For What It's Worth

Album: Buffalo Springfield (1966)
Charted: 7
  • Written by Buffalo Springfield guitarist Stephen Stills, this song was not about anti-war gatherings, but rather youth gatherings protesting anti-loitering laws, and the closing of the West Hollywood nightclub Pandora's Box. Stills was not there when they closed the club, but had heard about it from his bandmates.
  • In the book Neil Young: Long May You Run: The Illustrated History, Stephen Stills tells the story of this song's origin: "I had had something kicking around in my head. I wanted to write something about the kids that were on the line over in Southeast Asia that didn't have anything to do with the device of this mission, which was unraveling before our eyes. Then we came down to Sunset from my place on Topanga with a guy - I can't remember his name - and there's a funeral for a bar, one of the favorite spots for high school and UCLA kids to go and dance and listen to music.

Problems to work on:
**a)** Using the song notes on "For What It's Worth," decide whether each statement agrees with the text. Answer yes or no for each and quote the deciding words. (i) Stephen Stills wrote the song. (ii) Stills was present when the club was closed. (iii) The song was about anti-war gatherings.
**b)** Translate this sentence from the song notes into Spanish: "Stills was not there when they closed the club, but had heard about it from his bandmates."
**c)** According to the song notes, which nightclub's closing was the song about?
The data after the song notes is not needed for anything here.

Given data:
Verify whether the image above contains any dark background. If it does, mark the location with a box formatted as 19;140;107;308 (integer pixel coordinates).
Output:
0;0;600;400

Exercise answers:
**a)**
(i) Yes: "Written by Buffalo Springfield guitarist Stephen Stills"
(ii) No: "Stills was not there when they closed the club"
(iii) No: "this song was not about anti-war gatherings"

**b)** Stills no estaba allí cuando cerraron el club, pero se había enterado por sus compañeros de banda.

**c)** Pandora's Box, in West Hollywood.